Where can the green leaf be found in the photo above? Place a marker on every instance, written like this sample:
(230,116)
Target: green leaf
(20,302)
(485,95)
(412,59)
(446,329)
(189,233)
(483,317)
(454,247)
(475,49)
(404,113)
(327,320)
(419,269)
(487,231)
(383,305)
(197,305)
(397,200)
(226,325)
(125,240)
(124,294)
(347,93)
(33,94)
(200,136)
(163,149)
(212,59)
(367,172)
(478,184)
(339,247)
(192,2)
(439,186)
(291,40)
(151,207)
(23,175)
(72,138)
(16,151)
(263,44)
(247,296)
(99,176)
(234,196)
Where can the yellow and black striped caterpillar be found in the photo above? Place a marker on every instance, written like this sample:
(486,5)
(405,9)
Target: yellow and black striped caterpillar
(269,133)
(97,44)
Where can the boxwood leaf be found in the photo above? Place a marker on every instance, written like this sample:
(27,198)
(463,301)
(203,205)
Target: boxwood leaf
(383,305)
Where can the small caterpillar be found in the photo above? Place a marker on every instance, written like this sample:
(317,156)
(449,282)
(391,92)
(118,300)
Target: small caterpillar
* * *
The response should be an exact copy of the lines from the one with "Where can the boxwood" through the end of the data, with no other text.

* **Response area**
Where can the boxwood leaf be found in the photo above? Place a marker on every instance, written like this sample:
(27,198)
(463,301)
(203,205)
Target: boxwood leaf
(383,305)
Where can the small caterpillar be found in the photo above? Place a marker on every instance, written like this sample:
(317,156)
(449,282)
(391,92)
(118,300)
Target: small caterpillar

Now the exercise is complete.